WHAT YOU NEED TO DO >> Please find every line in the rows below that contains the word "polo" and copy each one. Case counts.
:: DATA FOR THE TASK
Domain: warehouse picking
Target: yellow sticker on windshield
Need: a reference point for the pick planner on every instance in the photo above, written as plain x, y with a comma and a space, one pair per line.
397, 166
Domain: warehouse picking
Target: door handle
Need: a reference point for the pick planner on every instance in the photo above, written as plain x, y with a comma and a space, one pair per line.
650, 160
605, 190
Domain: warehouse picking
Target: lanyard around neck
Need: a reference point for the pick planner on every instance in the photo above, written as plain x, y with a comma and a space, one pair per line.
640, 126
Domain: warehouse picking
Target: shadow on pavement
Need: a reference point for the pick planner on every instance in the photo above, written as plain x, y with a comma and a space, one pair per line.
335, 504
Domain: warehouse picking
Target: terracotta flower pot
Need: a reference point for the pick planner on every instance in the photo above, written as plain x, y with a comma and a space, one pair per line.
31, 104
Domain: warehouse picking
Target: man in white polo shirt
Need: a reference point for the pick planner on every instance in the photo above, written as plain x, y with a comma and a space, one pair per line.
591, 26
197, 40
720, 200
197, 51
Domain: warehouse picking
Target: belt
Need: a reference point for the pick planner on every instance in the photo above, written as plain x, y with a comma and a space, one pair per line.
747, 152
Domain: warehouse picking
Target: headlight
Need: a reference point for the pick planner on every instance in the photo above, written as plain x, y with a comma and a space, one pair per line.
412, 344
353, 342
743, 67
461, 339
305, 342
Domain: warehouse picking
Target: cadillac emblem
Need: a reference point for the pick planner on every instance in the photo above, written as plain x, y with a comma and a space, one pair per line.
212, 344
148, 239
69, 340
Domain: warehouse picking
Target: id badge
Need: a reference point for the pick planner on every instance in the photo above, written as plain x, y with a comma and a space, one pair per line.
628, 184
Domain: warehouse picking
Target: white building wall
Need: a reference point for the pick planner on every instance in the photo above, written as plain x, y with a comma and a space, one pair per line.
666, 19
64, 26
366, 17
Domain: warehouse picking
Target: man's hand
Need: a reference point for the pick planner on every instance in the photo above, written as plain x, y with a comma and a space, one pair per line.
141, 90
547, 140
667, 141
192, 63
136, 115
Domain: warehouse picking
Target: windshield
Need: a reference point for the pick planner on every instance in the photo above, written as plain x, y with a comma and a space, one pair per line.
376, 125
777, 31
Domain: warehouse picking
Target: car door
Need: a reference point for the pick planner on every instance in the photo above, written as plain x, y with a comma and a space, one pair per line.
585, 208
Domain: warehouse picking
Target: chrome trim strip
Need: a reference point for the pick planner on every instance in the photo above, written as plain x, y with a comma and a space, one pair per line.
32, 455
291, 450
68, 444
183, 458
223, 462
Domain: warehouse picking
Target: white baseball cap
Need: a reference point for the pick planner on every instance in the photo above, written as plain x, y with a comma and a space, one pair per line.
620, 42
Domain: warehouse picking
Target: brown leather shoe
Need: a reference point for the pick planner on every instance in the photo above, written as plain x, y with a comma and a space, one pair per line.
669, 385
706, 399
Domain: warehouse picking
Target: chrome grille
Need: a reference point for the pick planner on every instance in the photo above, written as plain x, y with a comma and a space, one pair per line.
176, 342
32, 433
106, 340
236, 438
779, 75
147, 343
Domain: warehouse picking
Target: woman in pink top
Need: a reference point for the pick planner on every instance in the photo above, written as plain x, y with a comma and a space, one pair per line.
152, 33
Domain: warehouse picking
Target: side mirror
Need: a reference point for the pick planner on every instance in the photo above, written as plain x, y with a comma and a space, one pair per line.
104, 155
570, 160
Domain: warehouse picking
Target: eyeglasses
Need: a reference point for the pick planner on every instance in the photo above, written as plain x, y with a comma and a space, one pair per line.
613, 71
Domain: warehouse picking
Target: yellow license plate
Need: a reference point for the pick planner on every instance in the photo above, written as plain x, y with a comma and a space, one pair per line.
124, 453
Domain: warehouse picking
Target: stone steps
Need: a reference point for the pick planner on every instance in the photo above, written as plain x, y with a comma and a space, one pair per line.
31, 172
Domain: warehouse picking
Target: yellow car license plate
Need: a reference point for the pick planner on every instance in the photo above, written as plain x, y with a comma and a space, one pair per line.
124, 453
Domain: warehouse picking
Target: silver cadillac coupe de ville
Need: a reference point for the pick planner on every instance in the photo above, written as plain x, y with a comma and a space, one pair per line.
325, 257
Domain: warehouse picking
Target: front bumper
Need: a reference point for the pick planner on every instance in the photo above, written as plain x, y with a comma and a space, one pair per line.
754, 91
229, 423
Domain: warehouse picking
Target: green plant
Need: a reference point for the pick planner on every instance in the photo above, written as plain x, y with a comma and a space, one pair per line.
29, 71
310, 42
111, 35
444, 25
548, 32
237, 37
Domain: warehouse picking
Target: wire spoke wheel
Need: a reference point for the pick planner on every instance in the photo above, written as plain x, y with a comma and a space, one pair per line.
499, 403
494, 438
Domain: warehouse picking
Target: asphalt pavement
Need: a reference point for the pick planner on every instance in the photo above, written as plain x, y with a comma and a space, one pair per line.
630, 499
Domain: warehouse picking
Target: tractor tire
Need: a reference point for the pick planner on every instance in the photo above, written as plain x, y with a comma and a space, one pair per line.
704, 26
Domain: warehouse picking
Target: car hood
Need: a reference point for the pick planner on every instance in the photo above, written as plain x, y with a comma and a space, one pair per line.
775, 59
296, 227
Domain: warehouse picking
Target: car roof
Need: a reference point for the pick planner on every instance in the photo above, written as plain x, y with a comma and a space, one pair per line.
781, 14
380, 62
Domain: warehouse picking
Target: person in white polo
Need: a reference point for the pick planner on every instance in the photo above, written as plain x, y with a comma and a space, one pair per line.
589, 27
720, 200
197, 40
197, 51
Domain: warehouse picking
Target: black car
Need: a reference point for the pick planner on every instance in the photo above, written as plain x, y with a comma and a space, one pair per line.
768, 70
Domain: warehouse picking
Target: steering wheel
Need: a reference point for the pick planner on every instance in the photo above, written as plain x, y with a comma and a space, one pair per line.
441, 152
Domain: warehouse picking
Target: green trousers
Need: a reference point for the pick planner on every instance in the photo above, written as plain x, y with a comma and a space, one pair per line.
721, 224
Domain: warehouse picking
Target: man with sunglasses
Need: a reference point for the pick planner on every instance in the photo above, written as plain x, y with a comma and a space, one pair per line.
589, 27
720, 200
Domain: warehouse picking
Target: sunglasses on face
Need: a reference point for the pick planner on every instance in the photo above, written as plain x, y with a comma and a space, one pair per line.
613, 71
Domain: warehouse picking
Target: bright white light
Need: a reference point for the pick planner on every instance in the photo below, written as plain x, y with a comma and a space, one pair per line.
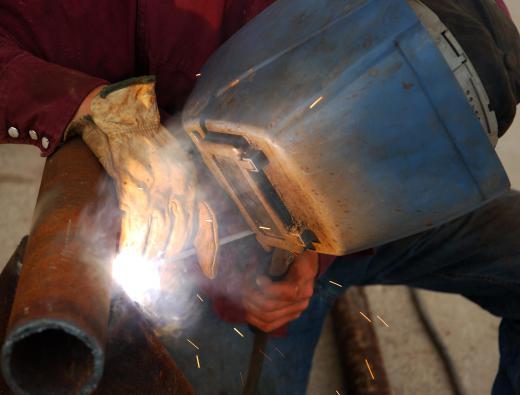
137, 275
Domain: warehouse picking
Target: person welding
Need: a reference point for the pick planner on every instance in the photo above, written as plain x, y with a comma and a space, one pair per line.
73, 69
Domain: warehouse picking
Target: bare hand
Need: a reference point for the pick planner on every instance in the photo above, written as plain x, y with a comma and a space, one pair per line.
270, 305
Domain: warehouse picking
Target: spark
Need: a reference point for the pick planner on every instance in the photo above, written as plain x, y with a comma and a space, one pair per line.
369, 369
366, 318
279, 352
383, 321
266, 356
240, 333
193, 344
315, 102
234, 83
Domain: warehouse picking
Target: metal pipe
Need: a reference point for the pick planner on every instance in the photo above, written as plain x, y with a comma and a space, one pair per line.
363, 366
55, 339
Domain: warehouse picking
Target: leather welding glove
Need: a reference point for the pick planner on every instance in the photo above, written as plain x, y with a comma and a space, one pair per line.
153, 174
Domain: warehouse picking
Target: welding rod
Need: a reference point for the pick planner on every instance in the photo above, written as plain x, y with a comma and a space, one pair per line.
55, 339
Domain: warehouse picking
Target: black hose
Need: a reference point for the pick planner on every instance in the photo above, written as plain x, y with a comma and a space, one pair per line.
255, 363
449, 366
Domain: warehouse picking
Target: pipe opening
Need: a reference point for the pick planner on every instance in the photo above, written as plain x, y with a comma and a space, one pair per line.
51, 362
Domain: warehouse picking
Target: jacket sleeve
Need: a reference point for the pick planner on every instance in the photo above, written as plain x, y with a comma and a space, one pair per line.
37, 99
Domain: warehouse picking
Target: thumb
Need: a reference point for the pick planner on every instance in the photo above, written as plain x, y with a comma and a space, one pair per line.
206, 240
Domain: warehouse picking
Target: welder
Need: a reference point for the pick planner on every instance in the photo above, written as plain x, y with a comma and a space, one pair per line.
67, 69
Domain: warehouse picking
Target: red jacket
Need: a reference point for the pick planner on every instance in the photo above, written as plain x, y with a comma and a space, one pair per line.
52, 54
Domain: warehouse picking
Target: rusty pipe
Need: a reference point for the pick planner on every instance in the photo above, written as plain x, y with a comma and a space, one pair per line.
56, 335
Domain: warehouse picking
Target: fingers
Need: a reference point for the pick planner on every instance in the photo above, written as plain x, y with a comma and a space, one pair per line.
270, 305
304, 268
158, 235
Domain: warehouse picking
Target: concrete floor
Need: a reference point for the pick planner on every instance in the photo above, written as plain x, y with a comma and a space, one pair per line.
411, 363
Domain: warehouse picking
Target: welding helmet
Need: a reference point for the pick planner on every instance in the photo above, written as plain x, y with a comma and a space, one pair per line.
342, 125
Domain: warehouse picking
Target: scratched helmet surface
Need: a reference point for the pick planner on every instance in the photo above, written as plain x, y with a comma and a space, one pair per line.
338, 125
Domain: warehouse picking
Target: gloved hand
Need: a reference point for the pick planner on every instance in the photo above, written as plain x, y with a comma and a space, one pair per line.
154, 176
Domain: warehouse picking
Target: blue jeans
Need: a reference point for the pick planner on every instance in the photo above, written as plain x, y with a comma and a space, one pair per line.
477, 256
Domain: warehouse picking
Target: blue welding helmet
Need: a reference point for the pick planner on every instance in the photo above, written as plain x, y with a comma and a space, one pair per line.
343, 125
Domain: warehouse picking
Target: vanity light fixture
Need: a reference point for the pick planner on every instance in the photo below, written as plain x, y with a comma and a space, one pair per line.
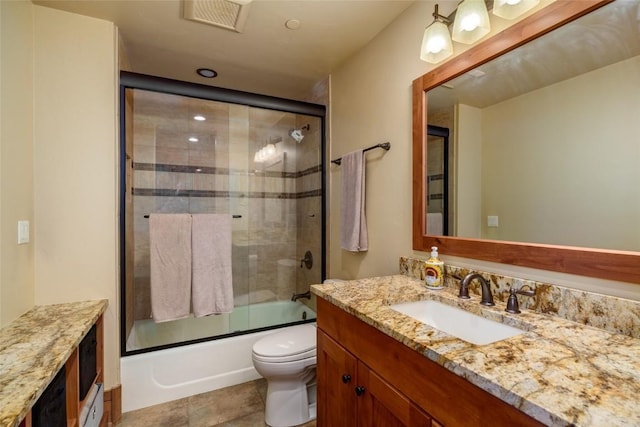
510, 9
471, 22
436, 42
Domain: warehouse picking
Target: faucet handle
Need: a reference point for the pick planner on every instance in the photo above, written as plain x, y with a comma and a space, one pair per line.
512, 302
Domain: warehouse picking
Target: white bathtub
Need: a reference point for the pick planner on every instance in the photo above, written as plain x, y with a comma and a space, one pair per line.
161, 376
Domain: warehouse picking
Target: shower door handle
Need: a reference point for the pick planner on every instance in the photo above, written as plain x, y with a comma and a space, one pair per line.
307, 261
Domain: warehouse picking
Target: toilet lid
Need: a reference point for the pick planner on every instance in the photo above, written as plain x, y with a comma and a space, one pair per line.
296, 340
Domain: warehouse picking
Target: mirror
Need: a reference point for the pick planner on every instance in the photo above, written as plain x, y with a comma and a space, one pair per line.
441, 98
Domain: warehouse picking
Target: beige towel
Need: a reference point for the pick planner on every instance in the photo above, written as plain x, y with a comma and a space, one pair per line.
212, 290
170, 259
353, 234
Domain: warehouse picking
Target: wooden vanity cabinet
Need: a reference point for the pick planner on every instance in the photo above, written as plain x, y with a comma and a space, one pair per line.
352, 394
366, 378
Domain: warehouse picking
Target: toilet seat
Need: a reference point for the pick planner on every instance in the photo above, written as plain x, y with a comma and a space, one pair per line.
296, 343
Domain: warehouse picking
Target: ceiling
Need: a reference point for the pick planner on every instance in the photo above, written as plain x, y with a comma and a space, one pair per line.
266, 57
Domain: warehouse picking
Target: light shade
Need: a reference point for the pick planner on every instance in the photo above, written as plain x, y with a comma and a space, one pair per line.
510, 9
471, 22
436, 43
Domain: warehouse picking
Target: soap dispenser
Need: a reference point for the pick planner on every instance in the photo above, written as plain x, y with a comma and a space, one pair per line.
434, 271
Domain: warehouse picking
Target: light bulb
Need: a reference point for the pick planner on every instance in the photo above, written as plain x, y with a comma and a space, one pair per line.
270, 150
470, 22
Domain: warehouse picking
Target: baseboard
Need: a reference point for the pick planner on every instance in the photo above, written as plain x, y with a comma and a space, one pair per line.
113, 405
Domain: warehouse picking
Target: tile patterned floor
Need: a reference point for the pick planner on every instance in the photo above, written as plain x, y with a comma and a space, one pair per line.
::::
THE RESULT >>
Target: man in white polo shirt
Target: person in white polo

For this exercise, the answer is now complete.